# First impressions Monitor11 Series 7



## bambino (Feb 21, 2010)

So i picked up a pair of the new 11's today and can't say enough how excited i was to test out the new lineup then after i had them hooked up i was in for utter disapointment.
If your looking for reference level forget about it as the speakers have shocked me with what they do not offer as oposed to the old line. 
I will be returning them come monday after i get off work.
I am quite surprised as to the quality i have encounterd because Paradigm has been my only speaker of choice for for nearly 20 years. Guess it's time to start searching out other brands. :rolleyesno:


----------



## Jungle Jack (Jul 28, 2009)

Hello,
Huge congratulations on the new Speakers. Paradigm has really been on a roll. 
Cheers,
JJ


----------



## bambino (Feb 21, 2010)

what do you mean by a roll? i am very disapointed, compared to old 11's. very.


----------



## phreak (Aug 16, 2010)

So, I should hang on to my V.6 setup?


----------



## Jungle Jack (Jul 28, 2009)

Records =>
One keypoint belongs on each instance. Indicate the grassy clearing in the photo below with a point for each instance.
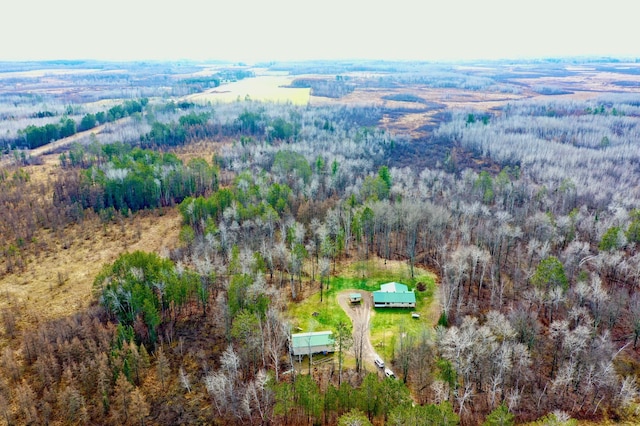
(265, 88)
(386, 324)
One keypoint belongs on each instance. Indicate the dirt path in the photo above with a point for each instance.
(360, 315)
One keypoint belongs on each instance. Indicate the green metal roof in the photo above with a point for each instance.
(389, 297)
(394, 288)
(319, 338)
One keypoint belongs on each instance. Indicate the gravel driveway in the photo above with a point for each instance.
(360, 315)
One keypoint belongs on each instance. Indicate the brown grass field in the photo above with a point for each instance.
(57, 281)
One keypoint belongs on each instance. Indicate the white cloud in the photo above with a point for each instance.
(298, 29)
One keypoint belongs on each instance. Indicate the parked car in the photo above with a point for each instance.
(389, 373)
(379, 362)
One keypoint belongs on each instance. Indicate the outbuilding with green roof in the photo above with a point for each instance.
(312, 343)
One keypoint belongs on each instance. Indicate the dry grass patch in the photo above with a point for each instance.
(267, 88)
(58, 281)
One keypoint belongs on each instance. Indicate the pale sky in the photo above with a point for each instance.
(259, 30)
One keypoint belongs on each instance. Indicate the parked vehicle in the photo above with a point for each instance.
(389, 373)
(379, 362)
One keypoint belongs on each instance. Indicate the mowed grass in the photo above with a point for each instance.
(386, 324)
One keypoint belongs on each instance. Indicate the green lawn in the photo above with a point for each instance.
(386, 323)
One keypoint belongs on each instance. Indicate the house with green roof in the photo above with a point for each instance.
(312, 343)
(394, 295)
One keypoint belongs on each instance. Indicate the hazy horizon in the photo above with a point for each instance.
(287, 30)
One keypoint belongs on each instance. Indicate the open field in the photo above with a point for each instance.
(58, 281)
(266, 88)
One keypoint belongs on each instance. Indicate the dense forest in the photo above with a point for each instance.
(527, 214)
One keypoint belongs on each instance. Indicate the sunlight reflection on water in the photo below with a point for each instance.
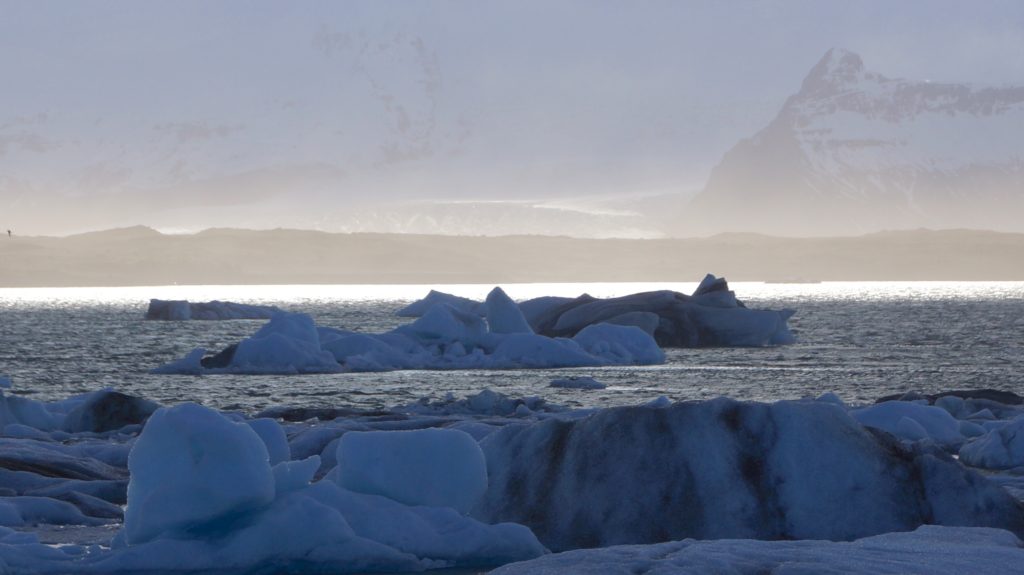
(860, 340)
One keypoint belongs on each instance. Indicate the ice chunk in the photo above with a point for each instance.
(442, 339)
(182, 310)
(928, 550)
(527, 350)
(936, 423)
(504, 315)
(288, 344)
(419, 308)
(107, 410)
(1001, 448)
(445, 323)
(273, 438)
(725, 470)
(581, 383)
(620, 345)
(432, 467)
(645, 320)
(192, 468)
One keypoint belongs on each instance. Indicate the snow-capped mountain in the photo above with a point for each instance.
(854, 151)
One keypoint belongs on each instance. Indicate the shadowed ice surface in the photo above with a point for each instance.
(860, 340)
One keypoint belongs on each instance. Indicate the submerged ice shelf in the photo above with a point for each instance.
(491, 480)
(452, 333)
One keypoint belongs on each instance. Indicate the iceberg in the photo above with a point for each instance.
(927, 550)
(180, 310)
(712, 316)
(722, 469)
(486, 480)
(443, 338)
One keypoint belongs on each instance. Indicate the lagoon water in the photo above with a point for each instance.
(859, 340)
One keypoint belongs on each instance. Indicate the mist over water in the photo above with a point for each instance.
(859, 340)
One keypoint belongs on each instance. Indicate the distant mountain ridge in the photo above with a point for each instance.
(139, 256)
(854, 151)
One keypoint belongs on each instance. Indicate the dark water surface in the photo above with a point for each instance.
(859, 340)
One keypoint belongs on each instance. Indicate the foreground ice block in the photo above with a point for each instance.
(711, 316)
(192, 467)
(724, 469)
(443, 338)
(432, 467)
(1001, 448)
(928, 550)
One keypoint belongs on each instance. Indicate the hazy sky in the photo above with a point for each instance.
(185, 114)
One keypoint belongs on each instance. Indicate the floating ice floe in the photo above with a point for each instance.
(183, 310)
(443, 338)
(389, 489)
(711, 316)
(204, 496)
(579, 383)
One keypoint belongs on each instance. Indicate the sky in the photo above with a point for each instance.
(360, 115)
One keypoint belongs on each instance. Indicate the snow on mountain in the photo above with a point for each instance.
(854, 151)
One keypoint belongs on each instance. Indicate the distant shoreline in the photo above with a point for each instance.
(139, 256)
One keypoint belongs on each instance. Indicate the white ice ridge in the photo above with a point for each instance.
(444, 338)
(928, 550)
(339, 490)
(711, 316)
(183, 310)
(204, 496)
(722, 469)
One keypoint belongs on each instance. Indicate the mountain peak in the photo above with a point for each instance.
(836, 69)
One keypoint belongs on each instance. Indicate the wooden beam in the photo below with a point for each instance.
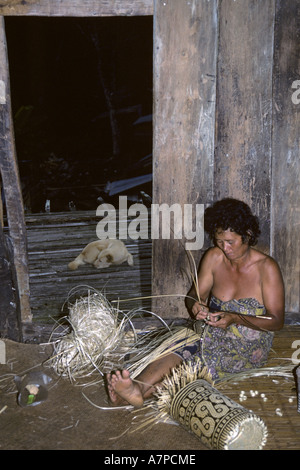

Given problem => In the forum thread on the Monitor11 Series 7, why does bambino decide it's time to start looking at other speaker brands? Work only from the thread; the records play no part here.

Full answer => After nearly 20 years of choosing only Paradigm, bambino was surprised by the quality of the new 11's, which fell short of what the old line offered. That left bambino utterly disappointed and planning to return them.